_Dataset rows_
----
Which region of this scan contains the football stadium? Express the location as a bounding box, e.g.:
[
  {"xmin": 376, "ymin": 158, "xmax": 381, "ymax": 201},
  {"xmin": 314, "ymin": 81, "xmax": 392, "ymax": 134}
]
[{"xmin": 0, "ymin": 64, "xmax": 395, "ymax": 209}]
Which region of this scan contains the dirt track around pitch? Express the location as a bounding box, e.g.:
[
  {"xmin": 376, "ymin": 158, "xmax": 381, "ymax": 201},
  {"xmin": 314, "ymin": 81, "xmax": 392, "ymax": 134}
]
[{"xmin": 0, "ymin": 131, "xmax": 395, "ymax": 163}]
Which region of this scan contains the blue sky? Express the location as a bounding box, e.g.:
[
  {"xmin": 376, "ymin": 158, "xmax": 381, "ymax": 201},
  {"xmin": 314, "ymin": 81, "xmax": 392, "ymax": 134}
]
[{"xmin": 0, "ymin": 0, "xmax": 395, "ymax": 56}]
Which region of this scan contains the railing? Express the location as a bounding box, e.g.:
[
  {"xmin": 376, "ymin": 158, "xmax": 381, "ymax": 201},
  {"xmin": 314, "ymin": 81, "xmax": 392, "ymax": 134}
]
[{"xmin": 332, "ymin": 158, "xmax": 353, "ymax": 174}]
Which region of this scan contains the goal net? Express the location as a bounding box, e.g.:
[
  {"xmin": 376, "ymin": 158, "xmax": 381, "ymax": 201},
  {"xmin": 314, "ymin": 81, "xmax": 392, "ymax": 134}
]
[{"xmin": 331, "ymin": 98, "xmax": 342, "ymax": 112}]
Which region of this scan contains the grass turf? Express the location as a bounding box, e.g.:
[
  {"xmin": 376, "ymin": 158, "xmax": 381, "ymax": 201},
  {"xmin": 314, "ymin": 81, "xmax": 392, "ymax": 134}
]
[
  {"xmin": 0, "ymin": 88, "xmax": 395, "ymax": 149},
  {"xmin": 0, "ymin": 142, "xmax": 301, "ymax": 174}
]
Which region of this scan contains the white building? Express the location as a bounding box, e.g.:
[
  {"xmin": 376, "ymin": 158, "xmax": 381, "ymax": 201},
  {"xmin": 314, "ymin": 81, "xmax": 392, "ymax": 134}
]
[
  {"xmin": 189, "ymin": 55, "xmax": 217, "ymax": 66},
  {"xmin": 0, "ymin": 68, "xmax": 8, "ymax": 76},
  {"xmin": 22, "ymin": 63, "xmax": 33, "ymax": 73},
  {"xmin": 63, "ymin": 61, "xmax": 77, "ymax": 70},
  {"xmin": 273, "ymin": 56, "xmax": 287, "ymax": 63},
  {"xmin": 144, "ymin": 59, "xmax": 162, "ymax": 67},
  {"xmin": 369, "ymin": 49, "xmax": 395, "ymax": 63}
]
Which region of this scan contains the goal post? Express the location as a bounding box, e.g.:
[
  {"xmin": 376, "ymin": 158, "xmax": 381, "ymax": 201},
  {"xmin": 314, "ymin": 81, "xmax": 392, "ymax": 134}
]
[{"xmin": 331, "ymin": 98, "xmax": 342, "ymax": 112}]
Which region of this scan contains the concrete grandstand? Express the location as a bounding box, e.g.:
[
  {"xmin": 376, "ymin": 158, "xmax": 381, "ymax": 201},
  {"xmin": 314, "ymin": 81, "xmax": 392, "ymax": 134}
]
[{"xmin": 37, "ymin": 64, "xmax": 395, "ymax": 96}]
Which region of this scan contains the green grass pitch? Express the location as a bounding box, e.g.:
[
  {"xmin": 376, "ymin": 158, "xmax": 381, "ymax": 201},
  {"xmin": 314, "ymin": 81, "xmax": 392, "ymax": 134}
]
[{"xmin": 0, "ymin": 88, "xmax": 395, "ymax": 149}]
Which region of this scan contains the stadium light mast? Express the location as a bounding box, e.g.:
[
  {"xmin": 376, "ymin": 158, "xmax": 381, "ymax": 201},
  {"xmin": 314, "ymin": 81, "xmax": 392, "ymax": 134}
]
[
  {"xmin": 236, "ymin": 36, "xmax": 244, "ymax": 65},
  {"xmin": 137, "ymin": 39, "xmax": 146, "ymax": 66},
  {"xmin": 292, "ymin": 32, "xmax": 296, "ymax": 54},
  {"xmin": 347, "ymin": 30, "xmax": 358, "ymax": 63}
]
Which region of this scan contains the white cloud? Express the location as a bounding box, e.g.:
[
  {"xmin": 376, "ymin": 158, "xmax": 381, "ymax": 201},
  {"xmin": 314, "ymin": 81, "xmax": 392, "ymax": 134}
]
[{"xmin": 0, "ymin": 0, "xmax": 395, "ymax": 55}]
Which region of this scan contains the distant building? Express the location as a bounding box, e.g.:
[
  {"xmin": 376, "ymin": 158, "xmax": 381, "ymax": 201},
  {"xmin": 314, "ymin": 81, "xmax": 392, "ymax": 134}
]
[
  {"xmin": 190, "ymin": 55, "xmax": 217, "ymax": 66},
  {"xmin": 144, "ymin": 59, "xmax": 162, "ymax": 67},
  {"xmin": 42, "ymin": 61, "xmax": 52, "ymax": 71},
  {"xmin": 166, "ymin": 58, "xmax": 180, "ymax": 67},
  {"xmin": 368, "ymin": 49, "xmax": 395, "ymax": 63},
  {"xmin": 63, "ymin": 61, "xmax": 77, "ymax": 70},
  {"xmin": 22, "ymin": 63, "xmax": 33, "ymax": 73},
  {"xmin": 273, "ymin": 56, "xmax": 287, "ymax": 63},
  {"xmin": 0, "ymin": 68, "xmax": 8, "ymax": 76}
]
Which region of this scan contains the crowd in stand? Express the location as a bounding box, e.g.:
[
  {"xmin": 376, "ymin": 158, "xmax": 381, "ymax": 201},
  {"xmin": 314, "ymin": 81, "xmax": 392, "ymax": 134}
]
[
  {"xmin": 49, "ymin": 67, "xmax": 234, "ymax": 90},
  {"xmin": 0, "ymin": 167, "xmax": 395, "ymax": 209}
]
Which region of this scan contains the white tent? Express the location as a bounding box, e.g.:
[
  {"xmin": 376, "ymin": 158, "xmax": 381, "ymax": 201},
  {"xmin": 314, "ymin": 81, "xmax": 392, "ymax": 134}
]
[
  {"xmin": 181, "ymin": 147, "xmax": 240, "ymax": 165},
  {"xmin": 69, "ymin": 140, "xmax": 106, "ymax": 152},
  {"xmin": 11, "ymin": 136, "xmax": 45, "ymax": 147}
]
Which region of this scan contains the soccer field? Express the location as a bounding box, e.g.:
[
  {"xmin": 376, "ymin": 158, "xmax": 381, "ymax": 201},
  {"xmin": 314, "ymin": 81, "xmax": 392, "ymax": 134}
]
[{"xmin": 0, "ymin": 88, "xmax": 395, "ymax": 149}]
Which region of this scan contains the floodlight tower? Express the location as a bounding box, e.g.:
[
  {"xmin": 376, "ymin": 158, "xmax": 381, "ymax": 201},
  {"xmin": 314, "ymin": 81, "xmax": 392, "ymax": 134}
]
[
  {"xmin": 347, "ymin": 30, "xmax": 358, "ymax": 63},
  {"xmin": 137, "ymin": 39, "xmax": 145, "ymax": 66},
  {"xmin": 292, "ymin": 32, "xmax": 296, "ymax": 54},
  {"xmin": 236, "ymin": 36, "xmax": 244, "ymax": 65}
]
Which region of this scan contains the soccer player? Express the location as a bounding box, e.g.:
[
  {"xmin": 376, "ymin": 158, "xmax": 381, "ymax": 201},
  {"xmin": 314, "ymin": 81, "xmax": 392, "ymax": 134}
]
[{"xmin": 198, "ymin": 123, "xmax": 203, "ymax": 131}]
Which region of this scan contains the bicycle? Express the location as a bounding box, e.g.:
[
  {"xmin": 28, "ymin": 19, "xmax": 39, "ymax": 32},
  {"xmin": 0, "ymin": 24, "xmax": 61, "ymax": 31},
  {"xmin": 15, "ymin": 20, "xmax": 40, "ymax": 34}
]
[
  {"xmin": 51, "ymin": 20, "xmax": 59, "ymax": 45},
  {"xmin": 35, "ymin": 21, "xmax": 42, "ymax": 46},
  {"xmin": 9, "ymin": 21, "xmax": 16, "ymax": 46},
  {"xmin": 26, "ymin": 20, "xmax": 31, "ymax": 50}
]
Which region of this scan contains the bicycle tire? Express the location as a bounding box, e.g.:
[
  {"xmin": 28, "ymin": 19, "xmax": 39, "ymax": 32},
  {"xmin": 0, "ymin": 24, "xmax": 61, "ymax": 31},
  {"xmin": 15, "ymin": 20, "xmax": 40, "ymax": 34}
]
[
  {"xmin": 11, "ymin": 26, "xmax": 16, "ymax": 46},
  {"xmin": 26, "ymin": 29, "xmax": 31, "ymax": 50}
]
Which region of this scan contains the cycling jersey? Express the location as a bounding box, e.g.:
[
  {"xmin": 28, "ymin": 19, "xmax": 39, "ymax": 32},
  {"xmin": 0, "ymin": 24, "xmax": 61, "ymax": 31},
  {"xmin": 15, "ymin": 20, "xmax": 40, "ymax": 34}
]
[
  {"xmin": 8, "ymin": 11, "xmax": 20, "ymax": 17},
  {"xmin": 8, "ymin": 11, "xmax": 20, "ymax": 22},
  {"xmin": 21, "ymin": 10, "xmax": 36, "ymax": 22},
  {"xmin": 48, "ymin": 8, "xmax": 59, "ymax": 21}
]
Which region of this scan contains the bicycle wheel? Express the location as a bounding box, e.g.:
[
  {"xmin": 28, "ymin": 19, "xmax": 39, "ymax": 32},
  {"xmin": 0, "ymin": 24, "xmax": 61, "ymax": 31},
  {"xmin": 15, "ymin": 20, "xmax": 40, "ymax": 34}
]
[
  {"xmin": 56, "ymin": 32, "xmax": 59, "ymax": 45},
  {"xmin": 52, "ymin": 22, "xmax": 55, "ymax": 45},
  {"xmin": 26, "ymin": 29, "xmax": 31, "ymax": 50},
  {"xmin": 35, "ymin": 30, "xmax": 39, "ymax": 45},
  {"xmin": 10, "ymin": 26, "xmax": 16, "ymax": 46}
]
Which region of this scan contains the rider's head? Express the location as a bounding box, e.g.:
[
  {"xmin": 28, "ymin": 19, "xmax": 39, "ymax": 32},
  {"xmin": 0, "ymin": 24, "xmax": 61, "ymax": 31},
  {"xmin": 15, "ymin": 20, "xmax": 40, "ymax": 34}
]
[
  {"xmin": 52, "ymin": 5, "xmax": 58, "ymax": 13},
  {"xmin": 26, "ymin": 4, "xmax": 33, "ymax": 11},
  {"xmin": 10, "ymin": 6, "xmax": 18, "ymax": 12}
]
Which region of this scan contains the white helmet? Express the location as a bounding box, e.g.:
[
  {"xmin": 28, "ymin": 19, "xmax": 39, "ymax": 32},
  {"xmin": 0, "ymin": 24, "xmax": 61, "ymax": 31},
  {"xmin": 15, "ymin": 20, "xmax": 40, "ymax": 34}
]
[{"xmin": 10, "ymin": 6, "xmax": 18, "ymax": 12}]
----
_WORK TO DO_
Output the lines of the listing word for word, everything from the line containing "Which region of this scan contains the white helmet?" down to the end of the listing.

_WRITTEN SOLUTION_
Which region of this scan contains the white helmet? Express the location as a bounding box, e.g.:
[
  {"xmin": 28, "ymin": 19, "xmax": 39, "ymax": 32},
  {"xmin": 0, "ymin": 24, "xmax": 61, "ymax": 31},
  {"xmin": 15, "ymin": 20, "xmax": 40, "ymax": 34}
]
[{"xmin": 10, "ymin": 6, "xmax": 18, "ymax": 12}]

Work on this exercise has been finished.